▶ [PASSAGE]:

━━━━━━━━━━━━━━━━━━━━━━━━━━━━━━

What is Dead Stock?
Part of the inventory management process is determining what is dead stock and how to minimize it. Dead stock inventory is inventory that can’t be moved, either because it became obsolete, expired or demand diminished. It is extra inventory that goes above and beyond the amount you would choose to keep on hand for safety stock. Some industries face a bigger problem with deadstock inventory eating into their profits; it’s prudent to look for ways to reduce or avoid it.
What does deadstock mean for your business?
If you can’t unload excess inventory, dead stock can cost your business money several ways:
- Inventory you can’t move takes up room on your shelves, costing you dollars in storage fees.
- Most of the time, dead stock results in lost profits. But if you must discard goods because they are no longer good to sell (expired), then you can also lose on your initial inventory investment.
What should you do with dead stock?
The way to alleviate the problem will depend on what kind of dead stock you have. For example, if your deadstock item is a spoiled gallon of milk, you have no choice but to throw it away. Dead stock inventory management depends on your industry and nature of your products.
- Expired goods – these types of products may be food items, chemical, pharmaceuticals, or cosmetics. Since they must be consumed before the expiration date, when they are still on your shelves after said expiration date, they are no longer saleable. The best way to handle this type of deadstock is to work to prevent it. One effective way to reduce perishable dead stock inventory is to track it with lot tracking capabilities, easily handled with SOS Inventory software. Lot tracking allows you to log each material by expiration date and locate it wherever it may be in its life cycle so you can ensure you are always moving first in first out to deliver fresh items to your customers.
- Obsolete inventory – if you’re in the furniture or clothing business, your inventory is passe within a few short months. Although it doesn’t spoil, once the fashions change, you won’t be able to get full price for your inventory. Your best bet is to offer it at a discount or offload it to a discount warehouse at a lower price. The longer this inventory is retained, the more it decreases in value; therefore, unloading it at a discount rate will bring in more money than holding on to it.

━━━━━━━━━━━━━━━━━━━━━━━━━━━━━━

▶ [TASK GOAL]: Extend the text on dead stock past its last sentence. The listing that comes next is unrelated to the dead stock text.

▶ [RECORDS SHOWN]:
━━━━━━━━━━━━━━━━━━━━━━━━━━━━━━

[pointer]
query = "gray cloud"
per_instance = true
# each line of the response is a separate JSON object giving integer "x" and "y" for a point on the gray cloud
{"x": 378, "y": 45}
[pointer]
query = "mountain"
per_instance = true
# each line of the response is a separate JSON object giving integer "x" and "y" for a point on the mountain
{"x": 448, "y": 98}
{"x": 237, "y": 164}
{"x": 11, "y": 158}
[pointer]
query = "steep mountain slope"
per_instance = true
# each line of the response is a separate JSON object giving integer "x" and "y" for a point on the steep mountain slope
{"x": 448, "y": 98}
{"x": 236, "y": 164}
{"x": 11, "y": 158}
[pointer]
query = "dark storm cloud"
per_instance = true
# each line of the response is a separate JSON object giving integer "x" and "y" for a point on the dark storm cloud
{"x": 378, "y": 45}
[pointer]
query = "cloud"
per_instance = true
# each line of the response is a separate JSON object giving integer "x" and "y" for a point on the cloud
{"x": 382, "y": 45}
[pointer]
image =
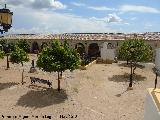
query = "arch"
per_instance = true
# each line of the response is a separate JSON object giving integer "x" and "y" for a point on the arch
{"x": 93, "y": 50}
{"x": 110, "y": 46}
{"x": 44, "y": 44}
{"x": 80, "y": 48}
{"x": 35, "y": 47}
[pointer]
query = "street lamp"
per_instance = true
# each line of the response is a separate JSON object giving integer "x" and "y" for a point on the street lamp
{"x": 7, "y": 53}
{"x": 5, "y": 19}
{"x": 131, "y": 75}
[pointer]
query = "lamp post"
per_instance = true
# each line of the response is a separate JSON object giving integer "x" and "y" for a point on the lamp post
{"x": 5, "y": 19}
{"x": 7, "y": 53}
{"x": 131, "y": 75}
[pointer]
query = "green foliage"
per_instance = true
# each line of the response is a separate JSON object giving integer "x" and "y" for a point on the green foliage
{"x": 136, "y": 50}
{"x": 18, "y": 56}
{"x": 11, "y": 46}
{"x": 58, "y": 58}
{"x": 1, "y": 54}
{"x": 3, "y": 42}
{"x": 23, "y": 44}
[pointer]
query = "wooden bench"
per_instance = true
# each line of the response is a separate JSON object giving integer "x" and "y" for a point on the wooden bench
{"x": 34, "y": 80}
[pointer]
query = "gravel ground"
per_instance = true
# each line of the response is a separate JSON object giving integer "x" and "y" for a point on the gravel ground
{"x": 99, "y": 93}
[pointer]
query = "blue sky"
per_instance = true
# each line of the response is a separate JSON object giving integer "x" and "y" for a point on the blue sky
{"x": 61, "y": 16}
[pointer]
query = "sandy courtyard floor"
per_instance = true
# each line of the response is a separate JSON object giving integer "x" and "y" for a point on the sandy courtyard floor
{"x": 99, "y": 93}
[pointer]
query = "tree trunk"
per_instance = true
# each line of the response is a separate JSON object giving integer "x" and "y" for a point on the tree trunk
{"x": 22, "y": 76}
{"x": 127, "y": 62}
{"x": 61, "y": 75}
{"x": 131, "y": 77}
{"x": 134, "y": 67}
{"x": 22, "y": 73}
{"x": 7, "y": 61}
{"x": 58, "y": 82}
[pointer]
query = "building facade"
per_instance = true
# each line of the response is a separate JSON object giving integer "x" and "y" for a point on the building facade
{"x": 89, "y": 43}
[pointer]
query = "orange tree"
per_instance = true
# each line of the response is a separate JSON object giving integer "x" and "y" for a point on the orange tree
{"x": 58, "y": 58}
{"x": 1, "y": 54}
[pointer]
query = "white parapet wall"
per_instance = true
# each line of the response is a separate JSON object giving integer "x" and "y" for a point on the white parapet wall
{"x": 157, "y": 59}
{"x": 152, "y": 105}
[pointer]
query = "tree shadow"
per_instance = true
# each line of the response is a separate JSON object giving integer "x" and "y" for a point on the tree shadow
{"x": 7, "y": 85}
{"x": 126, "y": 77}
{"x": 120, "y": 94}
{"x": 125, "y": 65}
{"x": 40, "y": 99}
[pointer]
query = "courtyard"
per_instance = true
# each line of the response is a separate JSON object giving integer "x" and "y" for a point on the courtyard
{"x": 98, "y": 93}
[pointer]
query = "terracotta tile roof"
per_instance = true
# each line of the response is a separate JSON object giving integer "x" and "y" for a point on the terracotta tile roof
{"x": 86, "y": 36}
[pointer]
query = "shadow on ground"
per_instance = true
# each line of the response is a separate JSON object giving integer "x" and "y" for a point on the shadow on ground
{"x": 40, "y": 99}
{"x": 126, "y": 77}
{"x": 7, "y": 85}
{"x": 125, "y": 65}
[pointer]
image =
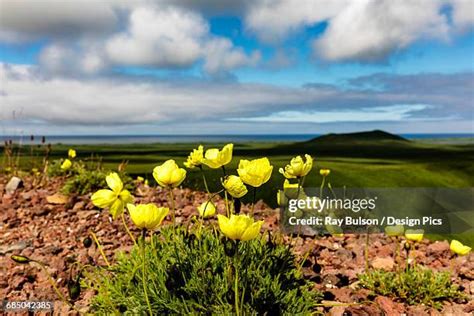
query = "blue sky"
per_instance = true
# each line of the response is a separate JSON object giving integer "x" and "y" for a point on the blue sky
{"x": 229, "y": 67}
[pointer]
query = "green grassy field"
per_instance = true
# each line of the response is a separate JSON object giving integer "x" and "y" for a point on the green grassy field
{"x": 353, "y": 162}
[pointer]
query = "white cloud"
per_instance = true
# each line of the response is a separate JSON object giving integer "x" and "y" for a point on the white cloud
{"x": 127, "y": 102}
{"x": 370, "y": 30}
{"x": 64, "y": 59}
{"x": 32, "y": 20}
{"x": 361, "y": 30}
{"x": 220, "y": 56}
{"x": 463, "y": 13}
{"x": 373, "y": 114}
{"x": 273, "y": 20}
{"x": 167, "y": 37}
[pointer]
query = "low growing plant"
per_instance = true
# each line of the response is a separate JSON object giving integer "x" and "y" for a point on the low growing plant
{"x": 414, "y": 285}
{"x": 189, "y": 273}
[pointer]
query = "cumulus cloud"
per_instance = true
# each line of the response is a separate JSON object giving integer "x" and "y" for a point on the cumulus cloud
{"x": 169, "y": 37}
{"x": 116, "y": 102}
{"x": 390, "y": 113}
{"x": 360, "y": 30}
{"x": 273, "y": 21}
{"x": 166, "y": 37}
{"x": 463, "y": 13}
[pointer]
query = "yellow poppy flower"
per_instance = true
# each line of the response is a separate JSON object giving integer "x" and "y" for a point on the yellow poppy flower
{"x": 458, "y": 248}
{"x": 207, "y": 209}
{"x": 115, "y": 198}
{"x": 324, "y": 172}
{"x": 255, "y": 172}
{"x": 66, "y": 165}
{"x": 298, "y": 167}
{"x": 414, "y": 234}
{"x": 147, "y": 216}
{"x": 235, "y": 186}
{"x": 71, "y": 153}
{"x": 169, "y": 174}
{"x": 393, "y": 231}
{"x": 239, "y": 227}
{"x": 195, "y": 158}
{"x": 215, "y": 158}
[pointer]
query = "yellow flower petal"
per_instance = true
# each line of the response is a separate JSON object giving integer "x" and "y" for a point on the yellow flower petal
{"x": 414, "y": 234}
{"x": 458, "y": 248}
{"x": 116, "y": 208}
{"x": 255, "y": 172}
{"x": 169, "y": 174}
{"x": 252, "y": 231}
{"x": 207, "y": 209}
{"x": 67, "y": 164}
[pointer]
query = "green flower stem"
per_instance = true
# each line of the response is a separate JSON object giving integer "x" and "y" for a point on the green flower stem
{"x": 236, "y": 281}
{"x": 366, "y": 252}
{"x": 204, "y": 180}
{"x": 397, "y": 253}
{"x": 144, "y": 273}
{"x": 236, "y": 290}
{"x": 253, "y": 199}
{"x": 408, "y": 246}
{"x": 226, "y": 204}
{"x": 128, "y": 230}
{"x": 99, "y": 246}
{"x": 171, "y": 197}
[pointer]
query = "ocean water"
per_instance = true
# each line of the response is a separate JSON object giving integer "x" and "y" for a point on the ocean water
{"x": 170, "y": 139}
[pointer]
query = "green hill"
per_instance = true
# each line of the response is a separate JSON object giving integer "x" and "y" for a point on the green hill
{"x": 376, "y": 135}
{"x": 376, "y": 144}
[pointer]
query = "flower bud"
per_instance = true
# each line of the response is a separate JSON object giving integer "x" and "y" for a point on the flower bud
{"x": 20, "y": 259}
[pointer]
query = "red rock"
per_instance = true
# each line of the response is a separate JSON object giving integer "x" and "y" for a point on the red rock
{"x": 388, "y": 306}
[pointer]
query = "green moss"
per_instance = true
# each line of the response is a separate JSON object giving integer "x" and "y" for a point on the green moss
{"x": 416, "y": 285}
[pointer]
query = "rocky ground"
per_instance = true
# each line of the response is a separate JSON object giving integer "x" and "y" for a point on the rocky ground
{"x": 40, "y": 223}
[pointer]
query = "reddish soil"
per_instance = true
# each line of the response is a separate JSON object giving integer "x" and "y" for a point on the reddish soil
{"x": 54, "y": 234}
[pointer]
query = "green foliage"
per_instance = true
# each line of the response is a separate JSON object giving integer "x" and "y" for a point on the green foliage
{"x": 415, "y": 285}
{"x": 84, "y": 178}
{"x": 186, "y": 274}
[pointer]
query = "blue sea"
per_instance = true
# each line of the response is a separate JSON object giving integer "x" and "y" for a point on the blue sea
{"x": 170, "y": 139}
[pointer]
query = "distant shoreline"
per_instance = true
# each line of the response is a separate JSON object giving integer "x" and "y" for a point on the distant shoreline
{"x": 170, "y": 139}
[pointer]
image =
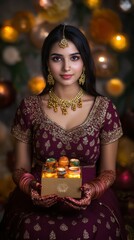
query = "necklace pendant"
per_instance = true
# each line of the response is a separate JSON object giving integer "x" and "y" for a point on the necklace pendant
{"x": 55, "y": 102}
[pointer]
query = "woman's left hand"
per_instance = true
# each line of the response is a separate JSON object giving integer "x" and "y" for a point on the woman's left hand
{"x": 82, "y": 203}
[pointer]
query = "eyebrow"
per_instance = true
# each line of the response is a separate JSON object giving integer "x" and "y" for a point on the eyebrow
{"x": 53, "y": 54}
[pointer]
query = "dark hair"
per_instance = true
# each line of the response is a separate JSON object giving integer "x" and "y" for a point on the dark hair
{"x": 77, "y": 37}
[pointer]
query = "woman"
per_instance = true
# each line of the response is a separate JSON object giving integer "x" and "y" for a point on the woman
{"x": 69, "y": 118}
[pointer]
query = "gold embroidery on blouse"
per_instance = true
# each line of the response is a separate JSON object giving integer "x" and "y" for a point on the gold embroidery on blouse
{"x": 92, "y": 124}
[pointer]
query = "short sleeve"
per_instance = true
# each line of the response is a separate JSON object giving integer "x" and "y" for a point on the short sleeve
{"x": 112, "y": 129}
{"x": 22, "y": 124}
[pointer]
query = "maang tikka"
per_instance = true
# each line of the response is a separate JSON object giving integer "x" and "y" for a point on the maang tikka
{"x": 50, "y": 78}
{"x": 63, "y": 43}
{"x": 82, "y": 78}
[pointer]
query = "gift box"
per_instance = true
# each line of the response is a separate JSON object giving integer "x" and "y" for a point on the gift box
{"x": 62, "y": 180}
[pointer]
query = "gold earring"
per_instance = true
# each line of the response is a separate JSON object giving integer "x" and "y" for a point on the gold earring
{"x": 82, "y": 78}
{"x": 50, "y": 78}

━━━━━━━━━━━━━━━━━━━━━━━━━━━━━━

▶ [REPLY TO THE TASK]:
- Overages – perhaps you just have more inventory than you can move and it’s taking up space in your warehouse. One way to move it is to offer a volume discount to your distributors and wholesalers.
When Should You Label Dead Stock as Dead Stock?
There are several factors that companies should consider when determining at what point stock becomes dead stock. These include:
1. Sales Velocity
One of the most important factors to consider when determining dead stock is sales velocity. Sales velocity refers to the rate at which a product is selling. Products with a high sales velocity are those that are selling quickly and consistently, while products with a low sales velocity are those that are selling slowly or inconsistently.
To determine sales velocity, companies should track sales data over time and analyze trends in sales volume. If a product’s sales velocity is consistently low over an extended period of time, it may be an indication that the product has become dead stock.
2. Seasonality
Another factor to consider when determining dead stock is seasonality. Some products may be popular only during certain times of the year, such as holiday-themed items or seasonal clothing. If a product is not selling during its peak season, it may be an indication that it has become dead stock.
3. Shelf Life
Products that have a limited shelf life, such as perishable goods or products with expiration dates, should be closely monitored to ensure that they are not becoming dead stock. Once these products reach their expiration date or go bad, they can no longer be sold and become a loss for the business.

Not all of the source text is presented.